==== THE RECORDS ====

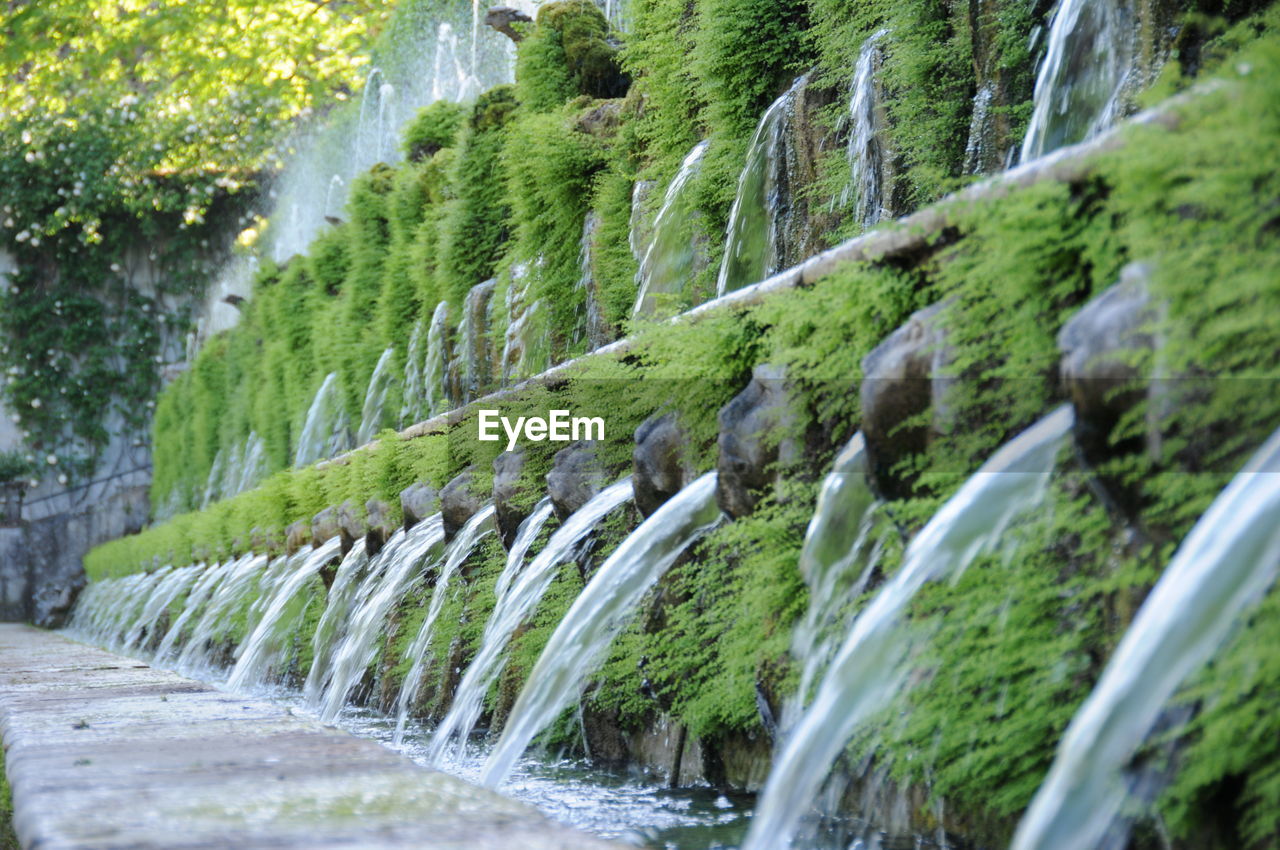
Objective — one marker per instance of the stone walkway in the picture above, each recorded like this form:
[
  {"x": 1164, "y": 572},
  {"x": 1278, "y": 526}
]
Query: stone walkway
[{"x": 104, "y": 752}]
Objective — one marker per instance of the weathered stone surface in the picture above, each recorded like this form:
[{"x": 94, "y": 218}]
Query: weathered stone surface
[
  {"x": 1105, "y": 348},
  {"x": 296, "y": 535},
  {"x": 474, "y": 361},
  {"x": 457, "y": 503},
  {"x": 506, "y": 492},
  {"x": 104, "y": 752},
  {"x": 659, "y": 462},
  {"x": 380, "y": 526},
  {"x": 324, "y": 526},
  {"x": 900, "y": 383},
  {"x": 351, "y": 525},
  {"x": 14, "y": 581},
  {"x": 575, "y": 476},
  {"x": 417, "y": 502},
  {"x": 502, "y": 18},
  {"x": 752, "y": 441}
]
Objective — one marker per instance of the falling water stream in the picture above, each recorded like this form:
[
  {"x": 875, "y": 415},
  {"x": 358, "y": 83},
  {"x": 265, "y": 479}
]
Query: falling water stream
[
  {"x": 841, "y": 549},
  {"x": 1223, "y": 567},
  {"x": 1084, "y": 73},
  {"x": 519, "y": 592},
  {"x": 598, "y": 613},
  {"x": 872, "y": 662},
  {"x": 263, "y": 647},
  {"x": 864, "y": 147},
  {"x": 325, "y": 432},
  {"x": 753, "y": 243},
  {"x": 460, "y": 547},
  {"x": 375, "y": 415},
  {"x": 392, "y": 572}
]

====

Which lines in the entries above contain "picture"? Pull each of them out.

Objective — one marker per instance of the stone walkway in the picture above, each recorded like this form:
Objective — one marker per instance of the weathered stone surface in the picture above, each recorded like this form:
Objective — one marker per instance of the falling water stream in the picture above, each recorded like this form:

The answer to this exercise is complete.